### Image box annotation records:
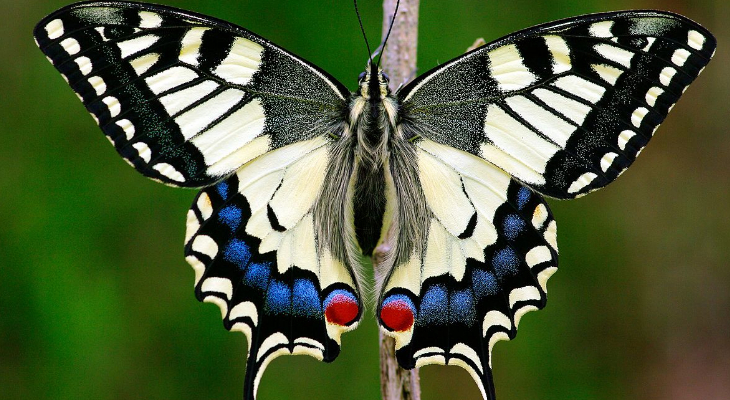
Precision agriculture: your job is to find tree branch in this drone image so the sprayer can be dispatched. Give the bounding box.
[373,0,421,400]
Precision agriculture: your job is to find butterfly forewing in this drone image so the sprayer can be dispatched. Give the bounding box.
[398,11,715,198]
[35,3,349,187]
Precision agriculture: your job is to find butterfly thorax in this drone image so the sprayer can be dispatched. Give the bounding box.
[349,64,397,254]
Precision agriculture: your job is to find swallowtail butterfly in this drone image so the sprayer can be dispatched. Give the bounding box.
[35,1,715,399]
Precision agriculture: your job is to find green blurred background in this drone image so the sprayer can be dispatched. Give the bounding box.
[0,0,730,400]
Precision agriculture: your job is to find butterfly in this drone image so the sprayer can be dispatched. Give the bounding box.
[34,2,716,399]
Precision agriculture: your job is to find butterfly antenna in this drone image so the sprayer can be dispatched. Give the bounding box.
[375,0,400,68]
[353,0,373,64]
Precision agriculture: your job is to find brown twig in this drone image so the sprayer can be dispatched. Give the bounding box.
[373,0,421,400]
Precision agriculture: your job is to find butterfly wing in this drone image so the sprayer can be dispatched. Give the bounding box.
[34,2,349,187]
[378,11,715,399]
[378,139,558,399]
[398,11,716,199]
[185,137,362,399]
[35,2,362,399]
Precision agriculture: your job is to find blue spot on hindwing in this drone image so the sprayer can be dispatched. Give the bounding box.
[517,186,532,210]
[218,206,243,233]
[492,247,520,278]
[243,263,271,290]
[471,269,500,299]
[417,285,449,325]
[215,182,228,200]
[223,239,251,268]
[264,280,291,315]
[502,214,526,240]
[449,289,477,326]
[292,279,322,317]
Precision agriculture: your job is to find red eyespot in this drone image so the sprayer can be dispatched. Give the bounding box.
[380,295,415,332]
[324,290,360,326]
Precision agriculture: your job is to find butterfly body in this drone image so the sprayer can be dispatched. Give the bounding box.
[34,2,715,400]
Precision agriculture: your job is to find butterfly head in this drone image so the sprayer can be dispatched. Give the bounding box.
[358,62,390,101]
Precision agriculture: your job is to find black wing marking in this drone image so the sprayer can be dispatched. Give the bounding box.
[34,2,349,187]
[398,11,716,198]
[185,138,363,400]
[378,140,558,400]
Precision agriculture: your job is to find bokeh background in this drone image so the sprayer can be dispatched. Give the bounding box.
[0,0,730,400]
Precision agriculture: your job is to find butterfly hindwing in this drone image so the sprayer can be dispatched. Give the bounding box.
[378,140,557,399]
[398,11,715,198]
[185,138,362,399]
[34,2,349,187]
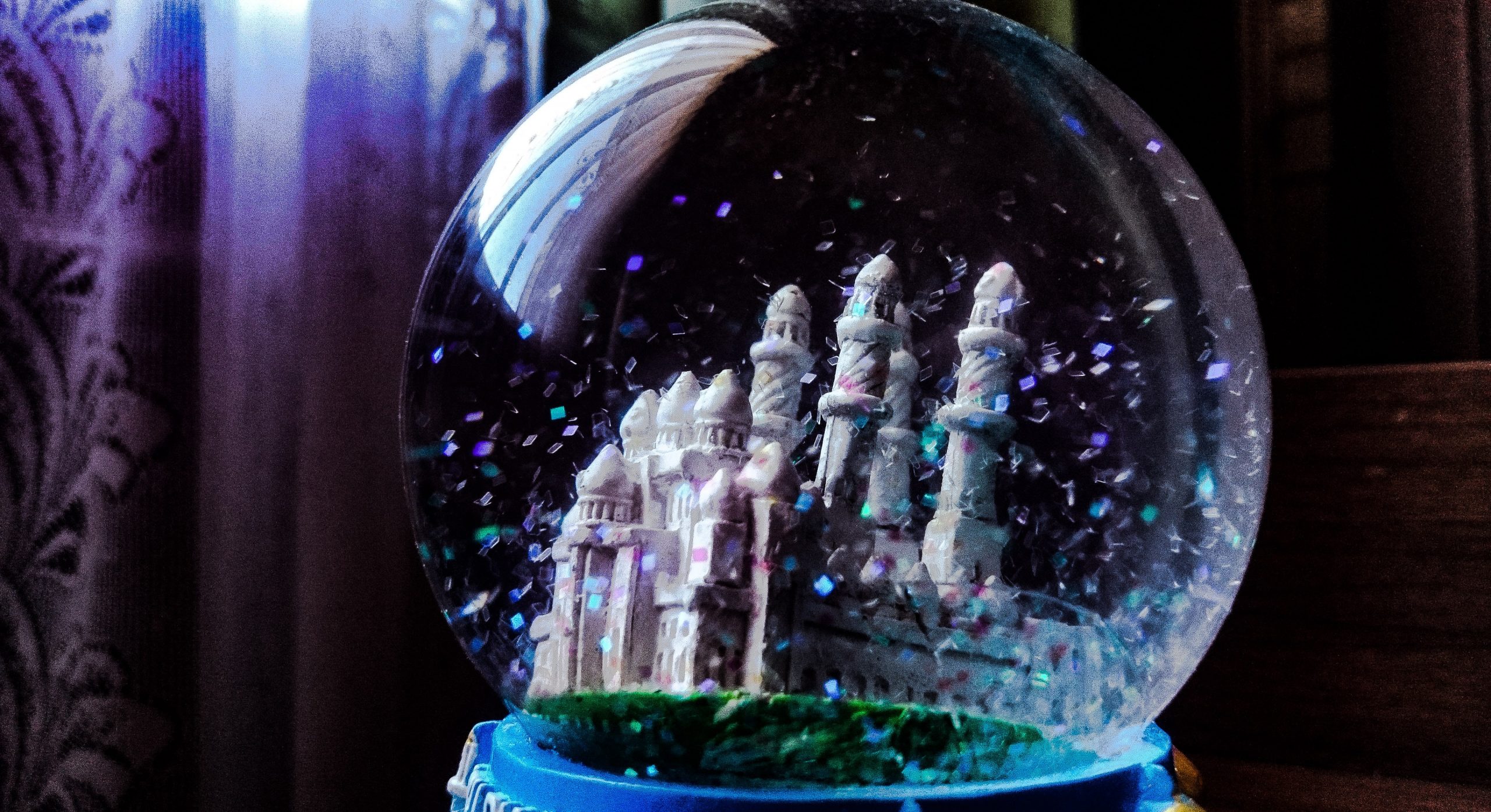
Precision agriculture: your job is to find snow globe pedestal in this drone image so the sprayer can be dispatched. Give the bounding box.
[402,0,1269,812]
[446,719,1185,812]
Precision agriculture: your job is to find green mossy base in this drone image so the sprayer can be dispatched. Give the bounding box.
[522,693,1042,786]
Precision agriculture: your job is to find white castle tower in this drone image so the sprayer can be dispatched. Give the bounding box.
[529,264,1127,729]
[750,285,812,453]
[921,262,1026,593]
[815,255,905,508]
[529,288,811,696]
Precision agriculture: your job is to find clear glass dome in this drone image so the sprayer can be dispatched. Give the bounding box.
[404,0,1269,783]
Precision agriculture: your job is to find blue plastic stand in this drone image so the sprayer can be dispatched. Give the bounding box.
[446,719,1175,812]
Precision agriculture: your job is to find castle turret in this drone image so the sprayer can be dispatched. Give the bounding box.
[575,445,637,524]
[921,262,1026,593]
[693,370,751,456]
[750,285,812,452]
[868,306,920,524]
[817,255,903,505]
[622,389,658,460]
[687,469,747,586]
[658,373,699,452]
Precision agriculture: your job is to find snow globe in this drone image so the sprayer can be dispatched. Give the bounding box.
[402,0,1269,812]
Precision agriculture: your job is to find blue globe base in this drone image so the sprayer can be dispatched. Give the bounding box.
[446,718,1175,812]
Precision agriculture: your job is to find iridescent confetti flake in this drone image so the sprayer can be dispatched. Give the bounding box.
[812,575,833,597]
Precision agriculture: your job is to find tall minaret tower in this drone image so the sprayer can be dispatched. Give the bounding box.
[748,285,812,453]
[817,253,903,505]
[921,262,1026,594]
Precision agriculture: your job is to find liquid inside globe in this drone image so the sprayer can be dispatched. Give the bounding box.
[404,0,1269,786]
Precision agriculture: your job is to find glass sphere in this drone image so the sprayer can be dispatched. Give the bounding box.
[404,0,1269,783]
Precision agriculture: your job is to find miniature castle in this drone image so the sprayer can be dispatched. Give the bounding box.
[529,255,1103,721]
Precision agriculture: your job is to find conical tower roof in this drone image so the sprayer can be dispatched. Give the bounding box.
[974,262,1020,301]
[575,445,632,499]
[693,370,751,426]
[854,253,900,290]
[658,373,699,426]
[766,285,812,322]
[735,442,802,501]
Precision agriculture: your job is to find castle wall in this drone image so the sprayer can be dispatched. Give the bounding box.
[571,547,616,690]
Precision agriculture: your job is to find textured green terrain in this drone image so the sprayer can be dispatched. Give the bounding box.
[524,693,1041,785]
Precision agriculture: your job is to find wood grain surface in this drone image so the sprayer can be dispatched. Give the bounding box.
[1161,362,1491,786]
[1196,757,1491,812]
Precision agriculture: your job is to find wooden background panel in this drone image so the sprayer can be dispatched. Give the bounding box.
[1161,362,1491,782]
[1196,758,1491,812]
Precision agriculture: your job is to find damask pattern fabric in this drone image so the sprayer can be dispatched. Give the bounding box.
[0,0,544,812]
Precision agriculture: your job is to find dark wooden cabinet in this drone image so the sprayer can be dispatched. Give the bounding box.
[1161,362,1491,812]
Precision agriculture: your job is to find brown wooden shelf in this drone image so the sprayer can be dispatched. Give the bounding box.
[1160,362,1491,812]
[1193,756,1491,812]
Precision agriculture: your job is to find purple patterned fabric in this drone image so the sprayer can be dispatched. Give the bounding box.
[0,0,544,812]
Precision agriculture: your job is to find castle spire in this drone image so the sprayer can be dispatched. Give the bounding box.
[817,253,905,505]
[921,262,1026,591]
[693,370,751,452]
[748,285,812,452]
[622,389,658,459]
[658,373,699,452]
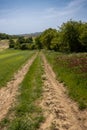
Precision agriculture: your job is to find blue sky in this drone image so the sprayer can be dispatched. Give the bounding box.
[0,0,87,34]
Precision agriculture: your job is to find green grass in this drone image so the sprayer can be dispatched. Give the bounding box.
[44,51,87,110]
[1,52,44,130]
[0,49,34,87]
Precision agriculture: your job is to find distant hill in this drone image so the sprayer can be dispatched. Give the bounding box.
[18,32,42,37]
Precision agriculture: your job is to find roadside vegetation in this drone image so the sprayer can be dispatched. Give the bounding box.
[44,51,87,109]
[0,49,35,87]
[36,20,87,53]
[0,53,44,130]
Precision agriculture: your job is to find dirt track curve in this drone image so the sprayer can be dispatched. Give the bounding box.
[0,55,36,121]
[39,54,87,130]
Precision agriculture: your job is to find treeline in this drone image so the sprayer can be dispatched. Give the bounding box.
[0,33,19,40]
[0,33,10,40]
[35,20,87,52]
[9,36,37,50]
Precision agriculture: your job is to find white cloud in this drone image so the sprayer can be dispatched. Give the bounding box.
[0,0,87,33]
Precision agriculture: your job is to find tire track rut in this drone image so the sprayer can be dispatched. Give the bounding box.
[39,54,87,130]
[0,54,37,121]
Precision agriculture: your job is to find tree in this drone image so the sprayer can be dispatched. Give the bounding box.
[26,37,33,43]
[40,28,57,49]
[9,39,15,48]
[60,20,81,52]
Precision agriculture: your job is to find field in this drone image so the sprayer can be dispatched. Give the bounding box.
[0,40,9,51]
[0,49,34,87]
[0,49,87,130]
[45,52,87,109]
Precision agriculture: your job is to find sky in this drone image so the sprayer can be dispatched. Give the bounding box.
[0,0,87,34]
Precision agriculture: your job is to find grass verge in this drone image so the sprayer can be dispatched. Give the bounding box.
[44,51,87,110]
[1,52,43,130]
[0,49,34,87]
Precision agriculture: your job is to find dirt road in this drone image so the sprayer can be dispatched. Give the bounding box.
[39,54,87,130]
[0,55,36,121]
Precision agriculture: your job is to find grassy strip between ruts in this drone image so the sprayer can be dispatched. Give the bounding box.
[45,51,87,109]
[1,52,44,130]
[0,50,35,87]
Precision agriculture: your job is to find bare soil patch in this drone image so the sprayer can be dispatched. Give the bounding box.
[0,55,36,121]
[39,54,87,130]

### Aim of the exercise:
Please swap "castle turret" for "castle tower" in everything from the line containing "Precision agriculture: your job is to find blue plastic" down to the line containing "[446,718,1175,812]", and return only those lines with nothing else changed.

### Exercise answer:
Precision agriculture: your job is to find blue plastic stand in this drone image so the sprayer can be dispatched. Give the bounding box.
[446,719,1175,812]
Precision agriculture: your job is to find castle tower in this drone image so the sprayer can be dispatched. Give the bounding box.
[575,445,637,524]
[921,262,1026,593]
[693,370,751,456]
[750,285,812,452]
[868,306,920,524]
[817,255,903,505]
[622,389,658,460]
[687,469,747,586]
[658,373,699,452]
Precision agriculture: your job is to find snow globe in this drone image so the sprayer can be dispatched. Give the bounding box.
[402,0,1269,812]
Precision agriculture: your job is to find blue globe base in this drone image so the sprayer can be dispatched. Give the bounding box.
[446,718,1175,812]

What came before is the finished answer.